------ Reading passage ------

Marjorie’s mother called in the Bishop of London to try to stop the marriage and took her on a sea voyage round the world on a luxury liner to cure her of her infatuation.  It was all in vain.  Although, as my brother observed at the time, if Marjorie’s mother had not skimped on this voyage and had taken her on a P. & O. instead of a Japanese boat, she might have met a man who would have made her forget poor Ern.

                Marjorie had 500 pounds a year of her own – a not inconsiderable income in those days.  She could afford to play at the simple life in a comfortably appointed cottage in Sidmouth after she married Ern.  He, unfortunately, had all the “petty bourgeois” prejudices of the respectable British working class and this ruined their marriage.  Marjorie had fallen in love not so much with him as with his way of life.  But as soon as they were man and wife, he stopped her going out fishing with him at night, insisted on her wearing a hat and stop wearing shorts or slacks, and in general made her life so dull that she yearned to return to London.

                Eventually they divorced with Ern keeping the house and being paid quite a bit of “alimony.”  Marjorie later married my college friend, Robert Ryan, a clever, sensitive and poetical Irishman in delicate health.  This proved to be a most happy marriage, but he dies soon after.

                I owe much to Prior’s Field.  Not only did my experience there temper and steel me to resist and defy the powers which at all times and places in all societies endeavor to enforce conformity by one means or another.  The teaching was also excellent.  The trouble was that neither the headmistress nor the staff, with the exception of the  games mistress, had much influence outside the classroom.

                History, which was my favorite subject, was particularly well taught.   At Prior’s Field in my early teens I learned more history, ancient, medieval and modern, than most American college students.   We were also given some understanding of political realities and the facts of power, so conspicuous by their absence in liberal academic circles today.  For instance, it was impressed on me that Magna Carta which in later centuries came to be the Great Charter of English freedom, was nothing of the sort in 1215, at Runnymede.  It marked instead, as I learnt at Prior’s Field, the success of the feudal aristocracy in wresting back from a cruel and foolish kind its own special privileges – then called “liberties” – curtailed by Norman kings seeking to establish a strong central government ensuring law and order and the protection of the weak against the strong.  It was not until many centuries later that Manga Carta was transformed into a charter of liberties for all Englishmen.  (In parentheses, I must here remark that a minor lesson impressed on me at Prior’s Field is nover to mix Latin and English by calling the Great Charter Magna Charta – a mistake so general that typists or typographers almost always get it wrong.)

------ Listed entries ------

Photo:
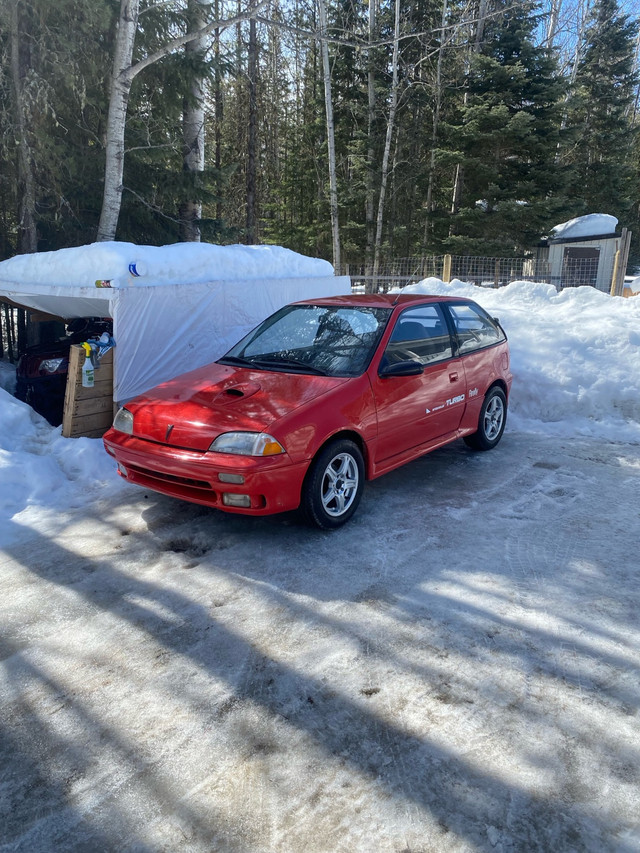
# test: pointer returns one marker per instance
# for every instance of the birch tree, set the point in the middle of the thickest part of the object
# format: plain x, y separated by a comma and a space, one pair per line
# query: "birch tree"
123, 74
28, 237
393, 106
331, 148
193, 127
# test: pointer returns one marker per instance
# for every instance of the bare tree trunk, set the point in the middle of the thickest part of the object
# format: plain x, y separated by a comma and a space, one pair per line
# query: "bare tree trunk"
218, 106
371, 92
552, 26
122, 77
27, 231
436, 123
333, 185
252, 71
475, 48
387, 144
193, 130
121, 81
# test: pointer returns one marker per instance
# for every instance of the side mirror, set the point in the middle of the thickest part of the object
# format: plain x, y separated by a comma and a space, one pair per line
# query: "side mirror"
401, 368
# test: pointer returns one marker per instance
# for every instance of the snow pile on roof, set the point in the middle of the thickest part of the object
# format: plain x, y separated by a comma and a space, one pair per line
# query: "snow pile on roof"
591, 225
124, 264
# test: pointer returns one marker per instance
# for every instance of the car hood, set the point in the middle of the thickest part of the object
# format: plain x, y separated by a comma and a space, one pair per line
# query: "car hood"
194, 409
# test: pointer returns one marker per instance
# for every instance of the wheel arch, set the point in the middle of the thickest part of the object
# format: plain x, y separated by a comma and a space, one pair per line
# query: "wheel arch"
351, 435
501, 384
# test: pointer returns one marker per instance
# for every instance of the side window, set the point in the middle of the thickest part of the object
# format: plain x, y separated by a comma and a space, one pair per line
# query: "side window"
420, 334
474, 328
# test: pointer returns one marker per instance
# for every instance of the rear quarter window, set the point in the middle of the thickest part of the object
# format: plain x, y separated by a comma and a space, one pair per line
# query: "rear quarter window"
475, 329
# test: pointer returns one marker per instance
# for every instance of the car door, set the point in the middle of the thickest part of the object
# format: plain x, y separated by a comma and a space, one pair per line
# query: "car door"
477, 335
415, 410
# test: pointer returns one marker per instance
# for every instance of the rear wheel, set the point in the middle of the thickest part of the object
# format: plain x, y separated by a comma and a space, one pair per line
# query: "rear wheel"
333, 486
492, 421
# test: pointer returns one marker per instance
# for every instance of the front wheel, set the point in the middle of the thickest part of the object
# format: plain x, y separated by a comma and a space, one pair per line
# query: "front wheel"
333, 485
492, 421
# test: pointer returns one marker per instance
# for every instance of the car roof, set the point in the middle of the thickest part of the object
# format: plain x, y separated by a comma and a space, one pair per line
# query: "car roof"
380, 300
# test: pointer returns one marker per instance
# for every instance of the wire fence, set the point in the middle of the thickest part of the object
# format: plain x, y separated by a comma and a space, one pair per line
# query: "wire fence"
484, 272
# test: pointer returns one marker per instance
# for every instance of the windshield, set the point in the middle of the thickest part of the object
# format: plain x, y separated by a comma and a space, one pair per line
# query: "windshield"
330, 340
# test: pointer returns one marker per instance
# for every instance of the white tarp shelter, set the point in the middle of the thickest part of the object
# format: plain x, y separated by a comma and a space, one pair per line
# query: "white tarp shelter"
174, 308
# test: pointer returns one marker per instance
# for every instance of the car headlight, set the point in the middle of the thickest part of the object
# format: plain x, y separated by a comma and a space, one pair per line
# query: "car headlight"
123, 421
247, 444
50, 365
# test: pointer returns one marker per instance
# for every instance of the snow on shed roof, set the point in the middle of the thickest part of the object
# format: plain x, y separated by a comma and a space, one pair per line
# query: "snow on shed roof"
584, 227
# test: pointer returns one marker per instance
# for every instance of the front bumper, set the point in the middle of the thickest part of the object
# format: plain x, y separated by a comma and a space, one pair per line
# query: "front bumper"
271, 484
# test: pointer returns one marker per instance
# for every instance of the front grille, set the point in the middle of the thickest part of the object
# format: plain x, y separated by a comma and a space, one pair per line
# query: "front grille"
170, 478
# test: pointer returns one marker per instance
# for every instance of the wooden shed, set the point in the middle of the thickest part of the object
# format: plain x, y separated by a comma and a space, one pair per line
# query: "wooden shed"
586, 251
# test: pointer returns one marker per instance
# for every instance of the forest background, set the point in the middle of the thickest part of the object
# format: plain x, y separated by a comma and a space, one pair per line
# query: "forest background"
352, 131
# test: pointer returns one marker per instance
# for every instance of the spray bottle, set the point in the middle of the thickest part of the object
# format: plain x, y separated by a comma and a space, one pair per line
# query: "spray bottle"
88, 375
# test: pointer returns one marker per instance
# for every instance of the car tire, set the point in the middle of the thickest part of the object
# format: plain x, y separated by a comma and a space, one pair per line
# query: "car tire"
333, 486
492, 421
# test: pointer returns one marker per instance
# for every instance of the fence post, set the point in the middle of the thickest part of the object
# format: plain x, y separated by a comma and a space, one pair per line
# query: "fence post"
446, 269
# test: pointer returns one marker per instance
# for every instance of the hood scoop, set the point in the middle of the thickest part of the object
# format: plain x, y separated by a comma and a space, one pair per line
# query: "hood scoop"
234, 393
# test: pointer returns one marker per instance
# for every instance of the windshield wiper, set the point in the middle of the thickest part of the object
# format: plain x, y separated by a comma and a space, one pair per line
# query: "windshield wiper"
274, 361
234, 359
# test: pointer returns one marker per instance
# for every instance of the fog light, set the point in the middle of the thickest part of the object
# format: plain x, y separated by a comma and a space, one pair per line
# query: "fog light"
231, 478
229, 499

------
------ Listed entries ------

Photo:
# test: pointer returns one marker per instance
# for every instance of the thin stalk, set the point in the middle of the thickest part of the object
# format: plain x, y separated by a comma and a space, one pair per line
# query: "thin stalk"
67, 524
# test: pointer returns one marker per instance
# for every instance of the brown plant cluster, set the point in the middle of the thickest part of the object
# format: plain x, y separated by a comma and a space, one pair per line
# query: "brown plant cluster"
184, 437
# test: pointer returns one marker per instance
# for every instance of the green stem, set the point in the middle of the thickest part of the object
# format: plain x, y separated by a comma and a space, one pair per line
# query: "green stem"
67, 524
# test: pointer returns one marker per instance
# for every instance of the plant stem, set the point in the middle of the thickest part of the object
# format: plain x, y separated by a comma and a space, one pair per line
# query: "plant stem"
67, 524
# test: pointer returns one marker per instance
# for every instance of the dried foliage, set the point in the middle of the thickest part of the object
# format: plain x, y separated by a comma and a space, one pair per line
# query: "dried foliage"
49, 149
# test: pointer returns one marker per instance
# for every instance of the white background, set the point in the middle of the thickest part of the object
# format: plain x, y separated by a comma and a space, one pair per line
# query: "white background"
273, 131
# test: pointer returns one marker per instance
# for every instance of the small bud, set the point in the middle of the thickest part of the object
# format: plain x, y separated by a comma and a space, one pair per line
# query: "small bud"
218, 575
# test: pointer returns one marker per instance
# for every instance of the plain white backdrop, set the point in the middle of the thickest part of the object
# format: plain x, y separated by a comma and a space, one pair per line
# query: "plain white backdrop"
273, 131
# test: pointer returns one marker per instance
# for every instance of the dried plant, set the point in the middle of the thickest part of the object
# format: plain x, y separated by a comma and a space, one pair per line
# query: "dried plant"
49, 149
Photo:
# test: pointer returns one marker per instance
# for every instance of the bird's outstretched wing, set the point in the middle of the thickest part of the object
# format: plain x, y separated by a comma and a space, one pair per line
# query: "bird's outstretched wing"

------

- Required tasks:
(1) In the memoir passage, what yearly income did Marjorie have of her own?
(2) Using the memoir passage, explain why Marjorie's marriage to Ern failed and why she came to want to go back to London.
(3) Continue the memoir passage from its last sentence.

- Task-by-task outputs:
(1) She had 500 pounds a year.

(2) Ern held the "petty bourgeois" prejudices of the respectable British working class, and Marjorie had fallen in love more with his way of life than with him. Once they married, he stopped her from going out fishing with him at night, made her wear a hat and give up shorts or slacks, and generally made her life so dull that she yearned to return to London.

(3)
                History as taught in most American schools and colleges only briefly scans, or passes over as dark ages of little or no interest to the modern world, the millenium between the fall of the Roman Empire and the Rennaissance and Reformation.  This general ignorance of medieval history seems to me the main reason why Americans in general, despite their good will and desire to help, fail to appreciate the problems of government in “underdeveloped” or backward countries.  “Democracy” in such countries almost inevitably entails giving a free hand to the rich and powerful, just as in Thirteenth Century England, Magna Carta meant restoring to the Barons their “liberty” to oppress their vassals and serfs without fear of the Crown oppressing them or bringing them to justice.

                Many years after, lessons I learned at Prior’s Field, and subsequently at London University, enabled me to realize that China in the aftermath of the war against Japan was at about the same stage of political development as England and France in the Middle Ages, when the great need was for a strong government to enforce law and order and defend the country against its external enemies.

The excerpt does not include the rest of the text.